=== Task directions ===
Would you repeat every line of the material exactly?

=== Source information ===

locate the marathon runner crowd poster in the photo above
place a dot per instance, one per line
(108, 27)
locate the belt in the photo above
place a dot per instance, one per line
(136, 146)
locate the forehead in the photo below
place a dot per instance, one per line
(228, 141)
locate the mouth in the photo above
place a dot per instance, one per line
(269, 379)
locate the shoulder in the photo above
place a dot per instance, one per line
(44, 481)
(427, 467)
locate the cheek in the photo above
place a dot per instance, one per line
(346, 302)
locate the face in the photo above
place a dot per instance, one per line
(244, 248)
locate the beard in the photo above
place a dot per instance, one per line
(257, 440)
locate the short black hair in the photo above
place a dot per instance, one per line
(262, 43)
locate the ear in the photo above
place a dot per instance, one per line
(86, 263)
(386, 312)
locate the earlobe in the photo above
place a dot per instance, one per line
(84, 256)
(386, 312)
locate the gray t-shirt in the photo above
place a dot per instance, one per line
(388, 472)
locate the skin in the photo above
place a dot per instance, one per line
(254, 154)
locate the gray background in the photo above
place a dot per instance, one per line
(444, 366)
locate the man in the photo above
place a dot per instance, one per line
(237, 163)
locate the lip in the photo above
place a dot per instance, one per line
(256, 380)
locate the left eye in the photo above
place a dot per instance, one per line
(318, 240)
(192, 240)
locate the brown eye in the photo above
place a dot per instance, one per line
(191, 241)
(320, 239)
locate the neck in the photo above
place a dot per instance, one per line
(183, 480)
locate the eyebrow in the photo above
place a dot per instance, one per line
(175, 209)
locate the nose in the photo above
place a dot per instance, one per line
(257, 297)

=== Your response ===
locate the marathon runner crowd poster in the photo above
place a dot per instance, one per line
(108, 27)
locate the belt in the photo above
place a dot per instance, one per line
(136, 146)
locate the forehead in the photo below
place a dot per instance, one per line
(228, 141)
locate the mouth in the photo above
place a dot per instance, one per line
(269, 379)
locate the shoulder in the photo above
place a dot per instance, one per line
(44, 481)
(427, 467)
locate the cheek in the photo above
place a dot per instance, one per line
(346, 302)
locate the face in the photo above
place a dot per instance, one per line
(244, 248)
locate the beard in the photo above
place a dot per instance, one per line
(257, 440)
locate the short black hair in the photo above
place a dot per instance, one per line
(262, 43)
locate the ear in the photo above
place a dot per instance, one per line
(86, 263)
(386, 312)
locate the earlobe in the photo above
place a dot per instance, one per line
(84, 256)
(386, 312)
locate the gray t-shirt in the photo above
place a dot per instance, one per line
(388, 472)
locate the skin in the photo above
place a dot per instance, one per line
(254, 154)
locate the gray background in the photo above
place a dot per instance, one per line
(444, 366)
locate the man in the photo above
place a dot per instance, one per line
(237, 163)
locate the lip in the photo above
place a dot per instance, one per line
(256, 380)
locate the left eye in the photo above
place a dot per instance, one per line
(318, 240)
(192, 240)
locate the brown eye in the photo above
place a dot per instance, one per line
(191, 241)
(320, 239)
locate the neck in the photo above
place a dot per instance, one per line
(183, 480)
locate the eyebrow in the photo above
place a dot per instance, one per line
(175, 209)
locate the nose in the photo above
place a dot per instance, one per line
(257, 297)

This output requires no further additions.